TASK TO COMPLETE: Return the records, each one exactly as written.

>> Start MATERIAL TO PROCESS

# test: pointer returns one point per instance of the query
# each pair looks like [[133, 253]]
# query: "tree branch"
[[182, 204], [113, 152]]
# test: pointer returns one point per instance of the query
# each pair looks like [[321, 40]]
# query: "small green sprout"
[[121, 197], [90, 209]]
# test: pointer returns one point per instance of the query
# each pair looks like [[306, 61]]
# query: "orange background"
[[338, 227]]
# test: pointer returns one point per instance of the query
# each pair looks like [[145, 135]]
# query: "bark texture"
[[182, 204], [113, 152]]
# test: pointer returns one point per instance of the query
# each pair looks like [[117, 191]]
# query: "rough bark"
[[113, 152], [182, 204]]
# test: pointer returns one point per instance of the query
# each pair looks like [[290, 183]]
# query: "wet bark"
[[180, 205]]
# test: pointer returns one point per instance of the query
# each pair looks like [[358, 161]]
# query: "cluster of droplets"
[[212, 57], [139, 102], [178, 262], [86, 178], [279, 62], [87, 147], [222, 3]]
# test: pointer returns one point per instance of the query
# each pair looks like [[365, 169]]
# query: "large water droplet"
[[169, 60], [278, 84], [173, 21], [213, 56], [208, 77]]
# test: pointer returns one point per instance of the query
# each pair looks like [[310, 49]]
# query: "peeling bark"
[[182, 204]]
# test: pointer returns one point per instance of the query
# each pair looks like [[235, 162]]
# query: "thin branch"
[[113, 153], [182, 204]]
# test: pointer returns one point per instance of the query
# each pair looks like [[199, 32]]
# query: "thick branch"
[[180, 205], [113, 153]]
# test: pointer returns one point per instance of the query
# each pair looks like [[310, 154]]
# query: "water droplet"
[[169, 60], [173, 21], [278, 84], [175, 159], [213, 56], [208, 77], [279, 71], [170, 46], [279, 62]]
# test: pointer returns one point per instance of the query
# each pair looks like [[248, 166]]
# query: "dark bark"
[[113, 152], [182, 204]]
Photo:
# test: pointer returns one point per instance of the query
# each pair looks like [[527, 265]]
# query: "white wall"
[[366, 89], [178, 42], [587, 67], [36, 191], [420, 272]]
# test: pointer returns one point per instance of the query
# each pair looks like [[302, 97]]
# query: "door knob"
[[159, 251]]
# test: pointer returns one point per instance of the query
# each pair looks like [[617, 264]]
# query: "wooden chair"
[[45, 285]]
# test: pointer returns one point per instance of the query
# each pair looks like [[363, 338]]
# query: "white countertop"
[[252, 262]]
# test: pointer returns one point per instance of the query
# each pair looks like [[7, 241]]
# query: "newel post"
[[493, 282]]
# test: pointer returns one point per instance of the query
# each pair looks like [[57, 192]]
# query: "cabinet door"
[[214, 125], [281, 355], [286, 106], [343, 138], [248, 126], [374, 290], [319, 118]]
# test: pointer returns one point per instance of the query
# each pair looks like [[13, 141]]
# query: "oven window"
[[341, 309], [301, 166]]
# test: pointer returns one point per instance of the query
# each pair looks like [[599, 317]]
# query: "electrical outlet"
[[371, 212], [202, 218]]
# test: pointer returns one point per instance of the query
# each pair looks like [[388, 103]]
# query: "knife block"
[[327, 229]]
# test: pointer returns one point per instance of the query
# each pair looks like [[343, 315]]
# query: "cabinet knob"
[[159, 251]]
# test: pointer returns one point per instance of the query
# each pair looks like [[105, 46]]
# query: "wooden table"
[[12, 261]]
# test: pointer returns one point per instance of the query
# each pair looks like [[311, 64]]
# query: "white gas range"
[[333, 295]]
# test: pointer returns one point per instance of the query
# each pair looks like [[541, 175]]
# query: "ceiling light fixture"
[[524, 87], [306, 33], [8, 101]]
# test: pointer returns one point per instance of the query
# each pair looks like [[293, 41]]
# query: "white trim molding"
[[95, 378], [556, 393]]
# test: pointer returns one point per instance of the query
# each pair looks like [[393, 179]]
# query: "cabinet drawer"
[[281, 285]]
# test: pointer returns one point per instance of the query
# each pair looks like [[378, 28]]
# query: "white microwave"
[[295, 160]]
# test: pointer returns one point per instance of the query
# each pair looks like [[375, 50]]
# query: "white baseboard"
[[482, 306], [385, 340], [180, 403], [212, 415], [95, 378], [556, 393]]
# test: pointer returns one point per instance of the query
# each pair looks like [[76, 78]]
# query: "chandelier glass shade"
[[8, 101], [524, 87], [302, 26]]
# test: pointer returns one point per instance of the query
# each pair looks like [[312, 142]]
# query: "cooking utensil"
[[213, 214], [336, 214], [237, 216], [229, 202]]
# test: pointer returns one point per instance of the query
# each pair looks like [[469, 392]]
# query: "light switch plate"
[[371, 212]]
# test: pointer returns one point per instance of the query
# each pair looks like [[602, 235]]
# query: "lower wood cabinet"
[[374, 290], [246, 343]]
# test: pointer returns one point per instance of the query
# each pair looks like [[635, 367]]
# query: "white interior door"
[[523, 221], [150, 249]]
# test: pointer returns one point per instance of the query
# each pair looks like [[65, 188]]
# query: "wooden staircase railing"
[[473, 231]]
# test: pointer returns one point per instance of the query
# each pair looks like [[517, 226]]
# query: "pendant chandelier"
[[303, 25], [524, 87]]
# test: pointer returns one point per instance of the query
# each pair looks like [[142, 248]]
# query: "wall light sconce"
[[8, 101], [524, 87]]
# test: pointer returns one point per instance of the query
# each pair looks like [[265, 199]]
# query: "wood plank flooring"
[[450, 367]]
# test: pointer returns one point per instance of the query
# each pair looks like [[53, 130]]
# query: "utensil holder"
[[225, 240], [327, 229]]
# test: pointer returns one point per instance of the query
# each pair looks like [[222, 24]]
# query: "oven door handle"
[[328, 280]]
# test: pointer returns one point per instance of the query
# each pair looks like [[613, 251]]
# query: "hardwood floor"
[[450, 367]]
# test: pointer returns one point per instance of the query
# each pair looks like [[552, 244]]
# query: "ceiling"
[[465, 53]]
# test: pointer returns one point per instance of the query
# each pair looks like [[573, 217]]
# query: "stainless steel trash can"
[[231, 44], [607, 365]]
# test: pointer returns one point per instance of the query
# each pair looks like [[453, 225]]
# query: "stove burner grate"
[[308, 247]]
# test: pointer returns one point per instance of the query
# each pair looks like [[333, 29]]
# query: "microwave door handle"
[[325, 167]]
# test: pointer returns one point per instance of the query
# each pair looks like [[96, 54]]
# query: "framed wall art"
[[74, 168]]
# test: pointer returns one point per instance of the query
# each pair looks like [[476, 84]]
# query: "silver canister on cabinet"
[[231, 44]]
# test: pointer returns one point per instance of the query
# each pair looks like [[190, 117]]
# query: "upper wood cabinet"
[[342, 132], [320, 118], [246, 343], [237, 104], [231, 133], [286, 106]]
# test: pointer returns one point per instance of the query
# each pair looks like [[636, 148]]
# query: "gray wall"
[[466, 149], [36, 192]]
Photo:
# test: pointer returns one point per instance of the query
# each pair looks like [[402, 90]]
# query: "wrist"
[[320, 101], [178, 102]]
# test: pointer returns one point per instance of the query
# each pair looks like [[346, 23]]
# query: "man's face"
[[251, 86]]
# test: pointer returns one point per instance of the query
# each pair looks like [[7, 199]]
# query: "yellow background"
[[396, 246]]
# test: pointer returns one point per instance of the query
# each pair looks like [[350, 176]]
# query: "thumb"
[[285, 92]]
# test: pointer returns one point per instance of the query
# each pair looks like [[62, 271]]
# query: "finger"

>> End MATERIAL TO PROCESS

FULL ANSWER:
# test: pointer returns one point per instance of the query
# each pair looks like [[133, 253]]
# query: "tree branch"
[[182, 204], [113, 152]]
# test: pointer returns one point per instance of the query
# each pair looks like [[321, 40]]
# query: "small green sprout"
[[121, 197], [90, 209]]
# test: pointer returns one point per instance of the query
# each pair looks like [[306, 61]]
# query: "orange background"
[[338, 227]]
# test: pointer returns one point per instance of the query
# each pair looks like [[145, 135]]
# query: "bark texture"
[[182, 204], [113, 152]]
# test: pointer returns one point per instance of the query
# each pair looks like [[117, 191]]
# query: "rough bark"
[[113, 152], [182, 204]]
# test: pointer returns one point per instance of the query
# each pair looks like [[290, 183]]
# query: "wet bark"
[[180, 205]]
# test: pointer returns one point per instance of the query
# each pair looks like [[358, 161]]
# query: "cluster of droplets"
[[212, 57], [139, 102], [178, 262], [86, 178], [279, 62], [87, 147], [222, 3]]
# test: pointer returns one point per instance of the query
# each pair looks like [[365, 169]]
# query: "large water droplet"
[[169, 60], [278, 84], [173, 21], [213, 56], [208, 77]]
# test: pointer returns one point per instance of the query
# each pair looks like [[310, 49]]
# query: "peeling bark"
[[182, 204]]
# test: pointer returns one point per instance of the query
# each pair looks like [[235, 162]]
# query: "thin branch"
[[113, 153], [182, 204]]
# test: pointer returns one point per instance of the query
# each pair looks like [[199, 32]]
# query: "thick branch"
[[180, 205], [113, 153]]
# test: pointer returns one point per instance of the query
# each pair looks like [[310, 154]]
# query: "water droplet"
[[169, 60], [173, 21], [278, 84], [175, 159], [213, 56], [208, 77], [279, 71], [170, 46], [279, 62]]
# test: pointer returns one point per instance of the query
# each pair looks like [[248, 166]]
# query: "dark bark"
[[113, 152], [182, 204]]
Photo:
# test: pointer returns one point per instance of the query
# each pair looks like [[527, 265]]
# query: "white wall"
[[366, 89], [178, 42], [587, 67], [36, 191], [420, 272]]
# test: pointer returns one point per instance of the query
# each pair looks like [[302, 97]]
# query: "door knob"
[[159, 251]]
# test: pointer returns one point per instance of the query
# each pair looks like [[617, 264]]
# query: "wooden chair"
[[45, 285]]
# test: pointer returns one point per instance of the query
# each pair looks like [[363, 338]]
# query: "white countertop"
[[252, 262]]
# test: pointer returns one point per instance of the query
# each pair looks like [[7, 241]]
# query: "newel post"
[[493, 282]]
# test: pointer returns one point per instance of the query
# each pair looks like [[57, 192]]
# query: "cabinet door"
[[214, 125], [281, 355], [286, 106], [343, 138], [248, 126], [374, 290], [319, 118]]
# test: pointer returns one point per instance of the query
# each pair looks like [[13, 141]]
# query: "oven window"
[[341, 309], [301, 166]]
# test: pointer returns one point per instance of the query
# each pair looks like [[599, 317]]
# query: "electrical outlet"
[[371, 212], [202, 218]]
# test: pointer returns one point per instance of the query
# each pair looks like [[388, 103]]
# query: "knife block"
[[327, 229]]
# test: pointer returns one point per instance of the query
# each pair looks like [[343, 315]]
# query: "cabinet knob"
[[159, 251]]
# test: pointer returns one point per instance of the query
# each pair looks like [[105, 46]]
# query: "wooden table"
[[12, 261]]
# test: pointer returns one point per instance of the query
# each pair looks like [[311, 64]]
# query: "white gas range"
[[333, 295]]
# test: pointer returns one point per instance of the query
# each pair looks like [[541, 175]]
# query: "ceiling light fixture"
[[524, 87], [306, 33], [8, 101]]
# test: pointer returns one point per instance of the query
# each pair looks like [[293, 41]]
# query: "white trim molding"
[[95, 378], [556, 393]]
# test: pointer returns one point per instance of the query
# each pair looks like [[393, 179]]
# query: "cabinet drawer"
[[281, 285]]
# test: pointer returns one point per instance of the query
# each pair looks like [[378, 28]]
# query: "white microwave"
[[295, 160]]
# test: pointer returns one point per instance of the query
# each pair looks like [[375, 50]]
# query: "white baseboard"
[[482, 306], [385, 340], [180, 403], [212, 415], [95, 378], [556, 393]]
# test: pointer returns one point per instance of the query
# each pair looks like [[76, 78]]
# query: "chandelier glass shade"
[[8, 101], [524, 87], [302, 26]]
# test: pointer returns one point per instance of the query
# each pair looks like [[312, 142]]
# query: "cooking utensil"
[[213, 214], [336, 214], [237, 216], [229, 202]]
# test: pointer returns one point per instance of the query
# each pair looks like [[469, 392]]
# query: "light switch plate"
[[371, 212]]
# test: pointer returns one point per instance of the query
# each pair looks like [[602, 235]]
# query: "lower wood cabinet"
[[374, 290], [246, 343]]
# test: pointer returns one point per instance of the query
# each pair looks like [[635, 367]]
# query: "white interior door"
[[523, 221], [150, 249]]
# test: pointer returns one point per instance of the query
# each pair looks like [[65, 188]]
# query: "wooden staircase railing"
[[473, 231]]
# test: pointer returns one point per instance of the query
# each pair looks like [[517, 226]]
# query: "pendant chandelier"
[[303, 25], [524, 87]]
# test: pointer returns one point per instance of the query
# each pair looks like [[142, 248]]
# query: "wall light sconce"
[[8, 101], [524, 87]]
# test: pointer returns one point per instance of the query
# each pair looks like [[265, 199]]
# query: "wood plank flooring"
[[450, 367]]
# test: pointer returns one point per instance of the query
# each pair looks like [[53, 130]]
# query: "utensil holder"
[[225, 240], [327, 229]]
# test: pointer returns one point per instance of the query
# each pair looks like [[222, 24]]
# query: "oven door handle"
[[328, 280]]
# test: pointer returns one point per instance of the query
# each pair looks like [[613, 251]]
# query: "hardwood floor"
[[450, 367]]
# test: pointer returns one point per instance of the query
# each pair looks like [[552, 244]]
# query: "ceiling"
[[465, 53]]
# test: pointer returns one point per instance of the query
# each pair looks like [[573, 217]]
# query: "stainless steel trash can"
[[231, 44], [607, 365]]
# test: pointer returns one point per instance of the query
# each pair looks like [[453, 225]]
# query: "stove burner grate"
[[308, 247]]
# test: pointer returns one point per instance of the query
# each pair looks like [[333, 29]]
# query: "microwave door handle"
[[325, 167]]
# test: pointer returns one point per instance of the query
# each pair looks like [[96, 54]]
# query: "framed wall art"
[[74, 168]]
# test: pointer returns one point per instance of the query
# each pair looks like [[476, 84]]
# query: "silver canister on cabinet"
[[231, 44]]
# test: pointer returns one point per instance of the query
# each pair looks like [[190, 117]]
# query: "upper wood cabinet"
[[342, 132], [320, 118], [246, 343], [237, 104], [231, 133], [286, 106]]
# test: pointer returns one point per instance of the query
# each pair looks like [[636, 148]]
# query: "gray wall"
[[466, 149], [36, 192]]
Photo:
# test: pointer returns one point per instance of the query
# each pair looks like [[402, 90]]
# query: "wrist"
[[320, 101], [178, 102]]
# test: pointer returns one point per instance of the query
# each pair looks like [[346, 23]]
# query: "man's face"
[[251, 86]]
# test: pointer returns one point per instance of the query
# each pair looks like [[7, 199]]
# query: "yellow background"
[[396, 246]]
# test: pointer returns one point per instance of the query
# each pair looks like [[350, 176]]
# query: "thumb"
[[285, 92]]
# test: pointer returns one point per instance of the query
# each pair looks like [[62, 271]]
# query: "finger"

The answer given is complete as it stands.